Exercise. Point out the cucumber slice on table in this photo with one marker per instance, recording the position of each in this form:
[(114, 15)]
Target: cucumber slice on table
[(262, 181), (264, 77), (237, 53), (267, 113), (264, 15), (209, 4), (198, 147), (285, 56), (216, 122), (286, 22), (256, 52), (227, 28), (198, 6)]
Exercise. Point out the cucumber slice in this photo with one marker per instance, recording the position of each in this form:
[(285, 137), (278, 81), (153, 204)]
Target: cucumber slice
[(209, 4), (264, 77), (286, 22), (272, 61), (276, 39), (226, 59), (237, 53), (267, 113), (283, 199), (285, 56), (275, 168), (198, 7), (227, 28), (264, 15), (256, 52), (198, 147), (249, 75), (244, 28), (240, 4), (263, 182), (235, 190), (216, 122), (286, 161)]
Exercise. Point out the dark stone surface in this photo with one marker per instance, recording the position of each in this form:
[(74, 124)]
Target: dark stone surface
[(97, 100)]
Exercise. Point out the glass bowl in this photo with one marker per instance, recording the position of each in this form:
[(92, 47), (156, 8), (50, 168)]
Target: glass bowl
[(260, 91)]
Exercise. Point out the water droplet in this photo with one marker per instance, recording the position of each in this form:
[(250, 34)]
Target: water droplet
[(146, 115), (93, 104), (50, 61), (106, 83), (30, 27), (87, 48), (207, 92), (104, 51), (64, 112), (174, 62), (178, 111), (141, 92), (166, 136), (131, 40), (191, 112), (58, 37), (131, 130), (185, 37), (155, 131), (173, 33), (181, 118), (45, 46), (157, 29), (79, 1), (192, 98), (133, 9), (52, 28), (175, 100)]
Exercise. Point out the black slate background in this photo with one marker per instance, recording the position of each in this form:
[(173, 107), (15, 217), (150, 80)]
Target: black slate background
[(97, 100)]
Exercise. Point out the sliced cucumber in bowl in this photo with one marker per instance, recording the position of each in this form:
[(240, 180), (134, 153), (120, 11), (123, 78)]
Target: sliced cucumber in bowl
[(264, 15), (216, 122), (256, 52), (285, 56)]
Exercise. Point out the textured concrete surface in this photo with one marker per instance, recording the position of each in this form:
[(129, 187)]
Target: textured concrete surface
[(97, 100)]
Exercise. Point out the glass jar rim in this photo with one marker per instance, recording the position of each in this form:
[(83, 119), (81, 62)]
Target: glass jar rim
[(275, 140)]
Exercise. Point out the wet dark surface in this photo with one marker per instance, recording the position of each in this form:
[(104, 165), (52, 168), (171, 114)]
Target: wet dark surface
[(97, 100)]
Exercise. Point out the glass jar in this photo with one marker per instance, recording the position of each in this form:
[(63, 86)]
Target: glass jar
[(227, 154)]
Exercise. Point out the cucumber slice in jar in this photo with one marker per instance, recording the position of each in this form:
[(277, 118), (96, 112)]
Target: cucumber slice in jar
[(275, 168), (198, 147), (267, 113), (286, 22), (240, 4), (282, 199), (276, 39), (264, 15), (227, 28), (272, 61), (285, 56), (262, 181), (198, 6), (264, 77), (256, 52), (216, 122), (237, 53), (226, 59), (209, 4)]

==================================================

== Stated exercise ==
Print all of the entries above again, word for word and unchanged.

== Answer to the task ==
Exercise. Point out the cucumber slice on table in this photo with one marker per instance, recording the position of each in this form:
[(114, 15)]
Target: cucumber slice on table
[(262, 181), (264, 77), (237, 53), (267, 113), (264, 15), (209, 4), (198, 147), (285, 56), (216, 122), (286, 22), (256, 52), (227, 28), (198, 6)]
Exercise. Point out the cucumber slice in this photo with one marker per instance, recording the position of each in this form:
[(285, 137), (278, 81), (153, 204)]
Target: cucumber slice
[(209, 4), (264, 77), (286, 22), (272, 61), (276, 39), (226, 59), (237, 53), (267, 113), (283, 199), (285, 56), (275, 168), (198, 7), (227, 28), (264, 15), (256, 52), (198, 147), (249, 75), (244, 28), (240, 4), (263, 182), (235, 190), (216, 122), (286, 161)]
Exercise. Point out the dark stone surface in this photo with one marker per instance, recording the position of each in this form:
[(74, 124)]
Target: dark stone surface
[(97, 100)]
Exercise. Point out the glass bowl in this photo with one marker per instance, recording the position of each in this form:
[(92, 47), (156, 8), (50, 168)]
Target: glass bowl
[(260, 91)]
Exercise. Point out the water droplet in this photo with one marker per instance, recording the position of each in this form:
[(250, 34)]
Target: water droplet
[(146, 115), (93, 104), (50, 61), (106, 83), (30, 27), (87, 48), (207, 92), (104, 51), (64, 112), (174, 62), (178, 111), (141, 92), (166, 136), (131, 40), (191, 112), (58, 37), (131, 130), (185, 37), (155, 131), (173, 33), (181, 118), (45, 46), (157, 29), (79, 1), (192, 98), (133, 9), (52, 28), (175, 100)]
Exercise. Point out the black slate background in this photo with one marker per instance, recording the position of each in this form:
[(173, 107), (15, 217), (150, 80)]
Target: black slate background
[(97, 100)]
Exercise. Point out the sliced cucumber in bowl in this photo with one marker per instance, recording the position of each in this form:
[(240, 180), (134, 153), (120, 11), (123, 78)]
Target: sliced cucumber in bowl
[(264, 15), (216, 122), (256, 52), (285, 56)]
Exercise. Point out the textured concrete surface in this photo with one marker per instance, recording the position of each in this form:
[(129, 187)]
Target: textured concrete surface
[(97, 100)]
Exercise. Point out the glass jar rim in this photo with one marker per instance, recording the position of each in this form:
[(83, 119), (81, 62)]
Target: glass jar rim
[(275, 140)]
Exercise. Point out the wet dark surface in this photo with one marker per instance, recording the position of each in this form:
[(104, 165), (52, 168), (171, 114)]
Target: wet dark surface
[(97, 100)]
Exercise. Point out the glass jar in this photo with one marker per instance, recording the position of each in this form:
[(63, 86)]
Target: glass jar
[(227, 154)]
Exercise. Point out the cucumber slice in jar in this photo with one marker per instance, recording the position of each in this form:
[(277, 118), (96, 112)]
Target: cucumber slice in jar
[(275, 168), (198, 147), (267, 113), (286, 22), (240, 4), (282, 199), (276, 39), (264, 15), (227, 28), (272, 61), (285, 56), (262, 181), (198, 6), (264, 77), (256, 52), (216, 122), (237, 53), (226, 59), (209, 4)]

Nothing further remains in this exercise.